## EXCERPT TO READ
** Begin **
One of those skeptical of Schachter-Shalomi’s influence is Jonathan Sarna, professor of Jewish history at Brandeis, who gave the keynote talk at the conference. In his response to the panel on Renewal, Sarna doubted Schachter-Shalomi was as influential as Carlebach, the Conservative theologian Abraham Joshua Heschel or the Modern Orthodox philosopher Joseph Soloveitchik. “I don’t think we should delude ourselves into thinking that every innovator is a new Moses,” Sarna said.

Benjamin Steiner, a visiting assistant professor in religion at Trinity, also wondered if Renewal had spread “everywhere in the country, or only in large urban areas with critical masses of educated Jewish students.”

Listening to Magid’s response to such caveats, I thought of the quote often attributed to music producer Brian Eno: “The first Velvet Underground album only sold 10,000 copies, but everyone who bought it formed a band.” Renewal’s influence spread beyond its founding havurot because many of their principals went on to important positions in academia and Jewish organizations, including Green, Rabbi Everett Gendler, Sharon Strassfeld, John Ruskay and Rabbi Arthur Waskow.

Small but influential Gen X and millennial institutions also bear Renewal’s fingerprints: the “Jewish Emergent Network” of independent congregations; New York’s Romemu and B’nai Jeshurun synagogues; egalitarian, traditional-style yeshivas like Hadar. Bayit, with a number of principals associated with ALEPH: the Alliance for Jewish Renewal, is an online artist’s collective and publisher of Jewish books, including a forthcoming Shabbat prayer book.

One of its contributors, Rabbi Rachel Barenblat, who was ordained by ALEPH, has argued that the influence of Renewal is felt even within Orthodoxy. “If you look at the Open Orthodoxy movement, if you look at the ordination of women as ‘maharats’ [by Yeshivat Maharat, a women’s seminary], the future of women as rabbinic leaders in Orthodoxy is already here,” she said on an episode of the “Judaism Unbound” podcast. “It’s not everywhere, but someday it will be.”

Magid and Chanes similarly claim a number of leading Jewish feminists as products of Renewal — they mention Paula Hyman, Eva Fogelman and Judith Plaskow — although some in the audience at Trinity insisted they gave Renewal too much credit for a movement by and for women. In there essay in the Silk/Chanes Book, Sylvia Barack Fishman of Brandeis University offers a counter-narrative of Jewish innovation over the past 50 years. In her chapter, she credits the “active partnership” of women in revitalizing American Judaism: Women’s religious expressions, she writes, “create social contexts and are distinguished by a communal dynamic, quite unlike the isolated, personalized Jewish experience, which some have claimed defines contemporary Jewishness.”
** End **
## Detection examples
** Begin **
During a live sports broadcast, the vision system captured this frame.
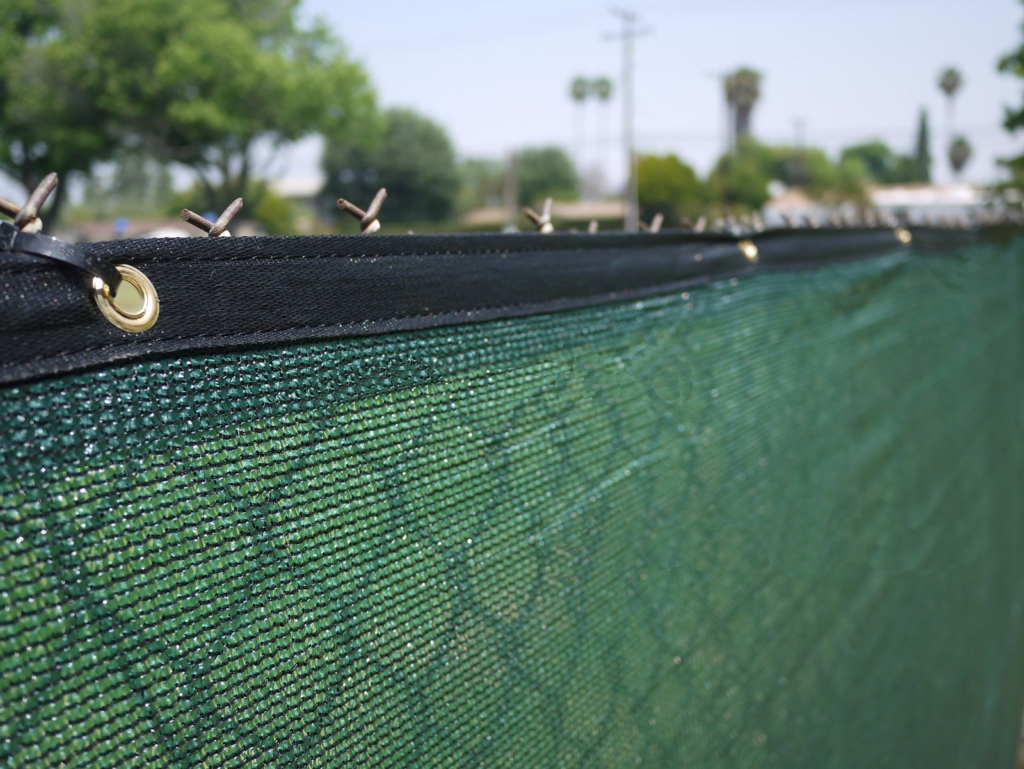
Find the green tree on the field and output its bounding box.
[708,139,771,210]
[939,67,964,133]
[910,110,932,181]
[998,28,1024,176]
[324,110,459,221]
[725,67,761,144]
[949,136,974,179]
[0,0,376,219]
[515,146,580,206]
[840,141,899,184]
[457,158,507,211]
[637,155,703,222]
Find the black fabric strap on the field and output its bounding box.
[0,222,121,294]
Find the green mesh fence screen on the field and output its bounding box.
[0,237,1024,768]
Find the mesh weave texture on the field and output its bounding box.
[0,237,1024,769]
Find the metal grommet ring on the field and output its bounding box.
[736,241,758,262]
[92,264,160,334]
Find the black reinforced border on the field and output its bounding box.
[0,228,1005,384]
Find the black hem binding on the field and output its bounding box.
[0,228,1016,383]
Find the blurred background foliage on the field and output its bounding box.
[0,0,1024,233]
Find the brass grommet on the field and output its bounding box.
[736,241,758,262]
[92,264,160,334]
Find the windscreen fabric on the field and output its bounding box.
[0,237,1024,769]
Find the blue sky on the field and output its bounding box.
[281,0,1024,188]
[0,0,1024,199]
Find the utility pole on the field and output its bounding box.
[605,8,650,232]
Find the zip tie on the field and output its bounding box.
[338,187,387,234]
[522,198,555,234]
[181,198,242,238]
[0,173,57,234]
[640,212,665,234]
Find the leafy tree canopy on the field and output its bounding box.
[457,158,508,211]
[515,146,580,206]
[637,155,705,221]
[324,110,459,221]
[0,0,378,219]
[840,141,928,184]
[708,138,860,210]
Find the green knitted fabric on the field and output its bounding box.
[0,239,1024,769]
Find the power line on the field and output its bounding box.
[604,8,651,232]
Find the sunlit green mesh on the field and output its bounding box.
[0,239,1024,769]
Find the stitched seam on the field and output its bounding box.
[6,251,899,368]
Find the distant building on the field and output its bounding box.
[867,183,993,224]
[761,181,831,227]
[459,200,626,229]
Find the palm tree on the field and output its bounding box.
[725,67,761,142]
[939,67,964,134]
[949,136,974,179]
[569,77,591,180]
[590,77,611,195]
** End **
## REQUIRED TASK
Pick up the article on the influence of Jewish Renewal right after its last sentence and write the next few paragraphs.

## IN RESPONSE
I came away convinced that Renewal has had an outsize influence on Jewish life, especially for baby boomers like me. But I also wondered if its outward-facing, syncretic Judaism failed to instill a sense of obligation to Jewish forms, institutions and peoplehood — unlike, by contrast, Orthodoxy in all of its booming present-day manifestations.

I asked Magid in what ways Renewal might have fallen short.

“Part of its failure is that it is very, very anchored to a certain kind of American counterculture that no longer exists. It hasn’t really moved into a 2.0 phase,” he said. “There are students and staff members that are still very tied to [Schachter-Shalomi’s] vision, and then there’s a younger generation, Gen Z, who have read some of his work and they’re influenced by it, but they really are thinking much more about, well, how does this translate into a post-countercultural America?”

Magid also feels the ideas of Renewal will become more important as American Jews’ attachment to Israel wanes, and the living memory of the Holocaust recedes.

If Rabbi Green’s speech at the JTS graduation was any indication, then the ideals of Jewish Renewal still hold their appeal.

“We need a new Judaism in America… where we also have the fresh air needed to create it,” he said. “How do we move forward… in articulating a Jewish theology for today that is both intellectually honest and spiritually rewarding?”

The audience of future Jewish leaders and teachers leapt to its feet.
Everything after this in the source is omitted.